Instructions to follow: To answer, print the line containing "Target: orange facade" and each line after it in the listing below, exactly as they stand.

Data supplied:
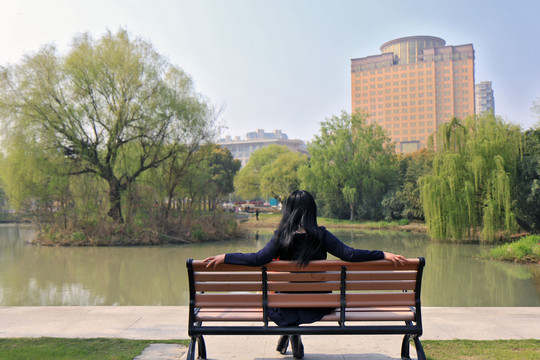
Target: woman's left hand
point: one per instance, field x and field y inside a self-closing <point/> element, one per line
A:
<point x="396" y="259"/>
<point x="215" y="260"/>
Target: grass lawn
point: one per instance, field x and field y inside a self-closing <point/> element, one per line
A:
<point x="74" y="349"/>
<point x="481" y="350"/>
<point x="116" y="349"/>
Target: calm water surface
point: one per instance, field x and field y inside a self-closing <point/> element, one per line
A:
<point x="35" y="275"/>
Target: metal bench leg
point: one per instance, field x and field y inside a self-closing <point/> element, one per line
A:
<point x="201" y="347"/>
<point x="191" y="349"/>
<point x="419" y="349"/>
<point x="405" y="355"/>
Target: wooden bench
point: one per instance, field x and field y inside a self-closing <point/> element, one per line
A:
<point x="373" y="297"/>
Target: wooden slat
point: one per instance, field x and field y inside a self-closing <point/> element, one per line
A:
<point x="228" y="286"/>
<point x="254" y="275"/>
<point x="358" y="314"/>
<point x="304" y="276"/>
<point x="371" y="316"/>
<point x="380" y="299"/>
<point x="381" y="285"/>
<point x="303" y="300"/>
<point x="229" y="316"/>
<point x="335" y="285"/>
<point x="304" y="286"/>
<point x="382" y="275"/>
<point x="228" y="300"/>
<point x="318" y="265"/>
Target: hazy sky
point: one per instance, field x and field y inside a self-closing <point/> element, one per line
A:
<point x="285" y="64"/>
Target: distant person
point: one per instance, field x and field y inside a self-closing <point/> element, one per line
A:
<point x="298" y="238"/>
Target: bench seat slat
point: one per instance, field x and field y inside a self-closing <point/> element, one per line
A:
<point x="255" y="276"/>
<point x="367" y="314"/>
<point x="305" y="286"/>
<point x="305" y="300"/>
<point x="317" y="265"/>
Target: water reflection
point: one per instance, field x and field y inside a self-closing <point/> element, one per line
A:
<point x="34" y="275"/>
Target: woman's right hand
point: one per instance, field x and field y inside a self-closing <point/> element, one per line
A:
<point x="396" y="259"/>
<point x="215" y="260"/>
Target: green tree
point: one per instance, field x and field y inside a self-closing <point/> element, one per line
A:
<point x="114" y="106"/>
<point x="474" y="171"/>
<point x="279" y="178"/>
<point x="35" y="177"/>
<point x="247" y="182"/>
<point x="352" y="165"/>
<point x="220" y="168"/>
<point x="527" y="189"/>
<point x="405" y="201"/>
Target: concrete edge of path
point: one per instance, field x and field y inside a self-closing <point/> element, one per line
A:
<point x="170" y="322"/>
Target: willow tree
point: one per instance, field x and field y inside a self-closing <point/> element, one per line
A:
<point x="474" y="170"/>
<point x="352" y="166"/>
<point x="113" y="106"/>
<point x="247" y="182"/>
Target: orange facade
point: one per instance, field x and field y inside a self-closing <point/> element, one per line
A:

Problem solution:
Target: orange facade
point: one per instance, field x and field y inside a self-closing <point/> element, one per line
A:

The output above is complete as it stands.